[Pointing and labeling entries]
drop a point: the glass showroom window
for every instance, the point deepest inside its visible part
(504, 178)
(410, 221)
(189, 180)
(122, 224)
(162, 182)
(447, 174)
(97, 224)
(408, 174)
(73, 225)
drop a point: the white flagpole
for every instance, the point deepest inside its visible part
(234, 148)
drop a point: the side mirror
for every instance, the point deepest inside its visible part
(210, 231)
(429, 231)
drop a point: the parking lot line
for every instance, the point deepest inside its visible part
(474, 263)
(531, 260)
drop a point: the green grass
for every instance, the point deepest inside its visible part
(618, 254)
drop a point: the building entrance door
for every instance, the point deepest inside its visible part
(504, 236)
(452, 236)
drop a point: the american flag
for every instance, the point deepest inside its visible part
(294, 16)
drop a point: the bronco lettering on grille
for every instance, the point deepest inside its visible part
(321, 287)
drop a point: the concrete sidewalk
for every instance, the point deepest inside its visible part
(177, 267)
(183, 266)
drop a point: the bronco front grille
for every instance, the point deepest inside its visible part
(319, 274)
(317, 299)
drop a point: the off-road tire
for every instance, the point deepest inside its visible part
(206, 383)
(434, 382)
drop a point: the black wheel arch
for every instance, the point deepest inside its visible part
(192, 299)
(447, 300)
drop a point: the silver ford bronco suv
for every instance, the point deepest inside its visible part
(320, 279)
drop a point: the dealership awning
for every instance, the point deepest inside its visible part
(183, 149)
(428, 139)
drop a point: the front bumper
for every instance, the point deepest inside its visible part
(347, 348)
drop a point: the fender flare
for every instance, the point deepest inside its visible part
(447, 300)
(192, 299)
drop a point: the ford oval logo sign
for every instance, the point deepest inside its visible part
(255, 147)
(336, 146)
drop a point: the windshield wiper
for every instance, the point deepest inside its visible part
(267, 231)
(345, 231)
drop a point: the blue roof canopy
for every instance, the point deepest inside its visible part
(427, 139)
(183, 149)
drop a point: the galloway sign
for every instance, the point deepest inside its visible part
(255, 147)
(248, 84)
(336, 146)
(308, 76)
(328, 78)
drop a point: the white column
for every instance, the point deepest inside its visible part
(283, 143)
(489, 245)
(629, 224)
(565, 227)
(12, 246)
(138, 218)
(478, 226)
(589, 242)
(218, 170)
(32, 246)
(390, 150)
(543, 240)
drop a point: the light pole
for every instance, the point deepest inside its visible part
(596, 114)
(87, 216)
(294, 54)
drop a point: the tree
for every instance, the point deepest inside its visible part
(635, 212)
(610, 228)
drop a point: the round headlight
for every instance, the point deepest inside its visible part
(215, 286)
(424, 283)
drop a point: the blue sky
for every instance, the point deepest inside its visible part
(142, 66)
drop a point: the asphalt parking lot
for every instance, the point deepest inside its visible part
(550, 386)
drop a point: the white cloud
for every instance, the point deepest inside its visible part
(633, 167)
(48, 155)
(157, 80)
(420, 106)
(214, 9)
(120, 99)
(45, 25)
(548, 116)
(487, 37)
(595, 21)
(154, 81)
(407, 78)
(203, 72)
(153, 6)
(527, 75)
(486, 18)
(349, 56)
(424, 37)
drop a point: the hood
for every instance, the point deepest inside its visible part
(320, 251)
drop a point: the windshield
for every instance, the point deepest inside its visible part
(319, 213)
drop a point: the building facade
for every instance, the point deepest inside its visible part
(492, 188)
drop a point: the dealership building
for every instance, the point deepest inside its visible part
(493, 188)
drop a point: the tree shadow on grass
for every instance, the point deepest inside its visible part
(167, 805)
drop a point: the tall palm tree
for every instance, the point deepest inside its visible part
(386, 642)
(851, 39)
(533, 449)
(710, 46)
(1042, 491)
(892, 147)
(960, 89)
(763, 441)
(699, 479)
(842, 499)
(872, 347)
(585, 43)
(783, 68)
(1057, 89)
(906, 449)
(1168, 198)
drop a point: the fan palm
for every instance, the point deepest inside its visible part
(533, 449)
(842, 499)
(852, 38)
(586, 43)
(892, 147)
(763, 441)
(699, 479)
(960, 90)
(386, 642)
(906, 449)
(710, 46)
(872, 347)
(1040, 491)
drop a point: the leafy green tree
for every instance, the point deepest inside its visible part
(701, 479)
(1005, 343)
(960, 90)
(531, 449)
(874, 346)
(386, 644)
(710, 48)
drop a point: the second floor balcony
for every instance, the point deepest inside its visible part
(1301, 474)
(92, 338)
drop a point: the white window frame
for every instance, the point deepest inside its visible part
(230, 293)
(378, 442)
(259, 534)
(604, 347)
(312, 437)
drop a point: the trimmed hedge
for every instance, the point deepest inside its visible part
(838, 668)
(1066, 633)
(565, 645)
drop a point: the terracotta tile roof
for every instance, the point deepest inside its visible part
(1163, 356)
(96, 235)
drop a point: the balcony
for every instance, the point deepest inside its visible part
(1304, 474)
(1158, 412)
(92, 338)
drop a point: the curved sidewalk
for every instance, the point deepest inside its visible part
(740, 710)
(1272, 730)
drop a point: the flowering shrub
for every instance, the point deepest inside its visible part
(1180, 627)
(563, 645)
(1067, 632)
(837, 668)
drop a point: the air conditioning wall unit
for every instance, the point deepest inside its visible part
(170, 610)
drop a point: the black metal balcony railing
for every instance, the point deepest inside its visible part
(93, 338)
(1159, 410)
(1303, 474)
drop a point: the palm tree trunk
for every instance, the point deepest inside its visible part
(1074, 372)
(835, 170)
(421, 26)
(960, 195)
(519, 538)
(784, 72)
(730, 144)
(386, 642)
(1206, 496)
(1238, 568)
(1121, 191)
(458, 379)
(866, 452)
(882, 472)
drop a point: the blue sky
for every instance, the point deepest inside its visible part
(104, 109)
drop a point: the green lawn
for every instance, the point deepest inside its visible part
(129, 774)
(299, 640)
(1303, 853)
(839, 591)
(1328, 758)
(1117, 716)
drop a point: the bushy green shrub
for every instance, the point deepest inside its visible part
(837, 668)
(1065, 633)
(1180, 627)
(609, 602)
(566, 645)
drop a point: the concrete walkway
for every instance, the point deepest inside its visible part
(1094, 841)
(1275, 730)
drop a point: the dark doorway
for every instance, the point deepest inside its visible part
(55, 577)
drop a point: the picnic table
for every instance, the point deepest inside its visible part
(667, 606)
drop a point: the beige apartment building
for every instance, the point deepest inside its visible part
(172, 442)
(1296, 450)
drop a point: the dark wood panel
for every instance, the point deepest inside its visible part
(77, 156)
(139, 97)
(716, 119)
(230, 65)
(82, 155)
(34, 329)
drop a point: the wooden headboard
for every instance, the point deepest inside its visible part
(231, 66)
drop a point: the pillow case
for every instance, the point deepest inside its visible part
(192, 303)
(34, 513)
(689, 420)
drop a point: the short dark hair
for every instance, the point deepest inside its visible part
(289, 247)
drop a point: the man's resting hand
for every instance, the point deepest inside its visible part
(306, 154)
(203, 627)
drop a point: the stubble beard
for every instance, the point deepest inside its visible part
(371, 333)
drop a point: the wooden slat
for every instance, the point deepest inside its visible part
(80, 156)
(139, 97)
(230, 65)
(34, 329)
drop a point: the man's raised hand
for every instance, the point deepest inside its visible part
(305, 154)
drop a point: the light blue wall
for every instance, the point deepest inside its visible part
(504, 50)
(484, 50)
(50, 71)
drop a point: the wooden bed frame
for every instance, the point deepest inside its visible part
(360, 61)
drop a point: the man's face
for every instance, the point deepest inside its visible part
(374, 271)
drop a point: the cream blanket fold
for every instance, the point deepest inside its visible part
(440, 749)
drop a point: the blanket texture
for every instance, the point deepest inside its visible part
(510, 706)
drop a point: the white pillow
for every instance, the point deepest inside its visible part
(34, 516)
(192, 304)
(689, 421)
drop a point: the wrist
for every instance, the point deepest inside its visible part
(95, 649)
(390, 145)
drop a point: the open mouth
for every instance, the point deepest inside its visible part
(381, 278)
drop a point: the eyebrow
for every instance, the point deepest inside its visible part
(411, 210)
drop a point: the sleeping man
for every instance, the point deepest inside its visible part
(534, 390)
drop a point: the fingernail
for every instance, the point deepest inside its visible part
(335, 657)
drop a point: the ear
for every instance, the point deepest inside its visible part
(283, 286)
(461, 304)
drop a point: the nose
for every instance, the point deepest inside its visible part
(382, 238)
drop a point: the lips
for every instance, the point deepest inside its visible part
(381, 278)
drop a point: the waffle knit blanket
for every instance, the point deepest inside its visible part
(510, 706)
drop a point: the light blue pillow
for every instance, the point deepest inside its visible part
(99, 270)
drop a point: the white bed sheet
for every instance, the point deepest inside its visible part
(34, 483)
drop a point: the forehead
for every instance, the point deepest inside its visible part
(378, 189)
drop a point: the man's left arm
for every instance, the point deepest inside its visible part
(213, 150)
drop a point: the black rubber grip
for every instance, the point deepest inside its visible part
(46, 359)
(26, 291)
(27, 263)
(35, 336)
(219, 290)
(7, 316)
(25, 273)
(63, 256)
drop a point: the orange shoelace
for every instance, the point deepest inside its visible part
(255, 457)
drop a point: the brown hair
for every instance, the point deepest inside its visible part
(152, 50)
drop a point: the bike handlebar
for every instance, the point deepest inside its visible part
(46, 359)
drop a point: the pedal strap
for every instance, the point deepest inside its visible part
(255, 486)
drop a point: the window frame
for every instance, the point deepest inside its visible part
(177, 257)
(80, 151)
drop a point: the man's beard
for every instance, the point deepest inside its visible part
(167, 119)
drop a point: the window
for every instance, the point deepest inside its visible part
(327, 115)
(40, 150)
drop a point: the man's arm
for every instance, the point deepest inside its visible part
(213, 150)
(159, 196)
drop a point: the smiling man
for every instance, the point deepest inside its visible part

• _SHORT PROBLEM_:
Write out only what runs from the line holding "drop a point: the orange shoelace" through the last line of the records, exactly as shown.

• _EXERCISE OUTPUT_:
drop a point: the orange shoelace
for every instance, the point deepest inside its visible part
(255, 457)
drop a point: the brown hair
for every instance, the point deepest inside its visible part
(152, 50)
drop a point: the bike handlebar
for every instance, the point deepest inside its visible part
(46, 359)
drop a point: the pedal strap
for every instance, the point deepest inside its visible part
(255, 486)
drop a point: the window frame
for every instance, the point deepest inside its visible part
(177, 257)
(80, 151)
drop a point: the man's beard
for every instance, the point deepest inside its visible part
(167, 119)
drop a point: the window
for every instance, the point deepest inside its visible part
(327, 115)
(40, 150)
drop a point: the man's arm
for every instance, the point deepest inside its visible part
(213, 150)
(159, 196)
drop a point: the smiling man
for every instance, the point deepest inside its visible part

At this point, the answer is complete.